Posted on 01/14/2003 6:32:42 AM PST by syriacus

Last week the Washington Times tipped us; White House spokesman, Ari Fleischer, responded with a "we're-still-thinkin'-about-it" non-denial; Ward Connerly wrote a say-it-ain't so letter to Karl Rove; the Associated Press reported that President Bush was leaning the other way; and the clocked ticked relentlessly toward the Thursday deadline. The deadline is for the Bush administration to file an amicus brief in the two University of Michigan "diversity" cases that the Supreme Court will consider this term.

As it happens, the northeast is in the midst of a cold spell. The sparrows and wrens are puffed up against the chill; the leaves of the rhododendrons are curled into the shape of green cigars. It's skating weather on the ponds. The chill must have found its way into the Oval Office, where George Bush, too, is thinking about skating over the most-important ethical issue of his presidency. If the Washington Times is right, President Bush is ready to slide away from his responsibility to take a principled stand in favor of equal rights for all Americans.

Instead of submitting the brief prepared by his own Justice Department in support of the appeals filed by Jennifer Gratz and Barbara Grutter, who were denied admission to the University of Michigan because other students received racial preferences, President Bush appears prepared to skate around the pond of identity politics. That we are, at this late date, uncertain about the president's intentions, speaks volumes. Why does he hesitate?

He and his advisers seem to think that supporting Gratz and Grutter could hurt the president and the Republican party in its efforts to appeal to "minority voters." That probably doesn't mean African Americans, some 90 percent of whom vote Democratic no matter what; nor is it a pitch for swing Lakota voters on the Rosebud Indian Reservation in South Dakota. It is purely and simply a calculation of how Hispanics might respond if President Bush acts in favor of a colorblind Constitution.

In truth, no one knows how "Hispanics" would respond. The category of Hispanic is itself a nonsensical creation of the diversity industry. It is a label that lumps together people of widely disparate national origins, from Caribbean island to Andean states; languages, ethnicities; educations; prosperity; and political orientations. One has to assume that President Bush and his advisers of thinking of some crucial segment of that amorphous category — a segment whose party commitment is up for grabs and whose choice will be influenced by the party's willingness to support a system of ethnic spoils in the distribution of public goods.

★ ★ ★ ★ ★ ★ ★

§ **EXERCISE REQUIREMENTS**
Continue the piece on President Bush and the University of Michigan admissions cases, picking up right after its final sentence.

§ **DATA PROVIDED**
★ ★ ★ ★ ★ ★ ★

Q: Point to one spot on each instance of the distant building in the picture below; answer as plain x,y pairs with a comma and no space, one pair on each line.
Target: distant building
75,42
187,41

★ ★ ★ ★ ★ ★ ★

§ **WRITTEN ANSWER**
We have, in other words, a case in which electoral strategy appears to threaten — and perhaps is ready to triumph over — bedrock principle. The principle needs no further exposition. No politically sentient creature in Washington or around the country mistakes it. The Michigan cases are an opportunity to close a 25-year-old loophole in the law whereby the guarantee of legal equality, regardless of race, has been ignored by thousands of colleges and universities. Either Americans are in favor of racial equality or they are not. Those who support the Grutter and Gratz appeals favor equality. Those who support the University of Michigan's pursuit of "diversity as a plus factor" favor inequality. Those who stand in the middle favor what? Expediency, I suppose.

But how expedient is the Bush administration's supposed calculation in favor of skating away from the issue? Machiavelli, I think, would regard it as amateurish. A political party that woos an ethnic block with the implied promise that it will be exempted from the ordinary rules of competition makes a bad bargain. It sacrifices its ability to appeal to all people in terms of the genuine ideals of American society to win a loyalty of a few people based on exceptions to those ideals. Those whose loyalty is won this way exist as a group only because of their supposed neediness, which therefore becomes inexhaustible. The party that wins votes this way in one election is hostage to those votes in the next.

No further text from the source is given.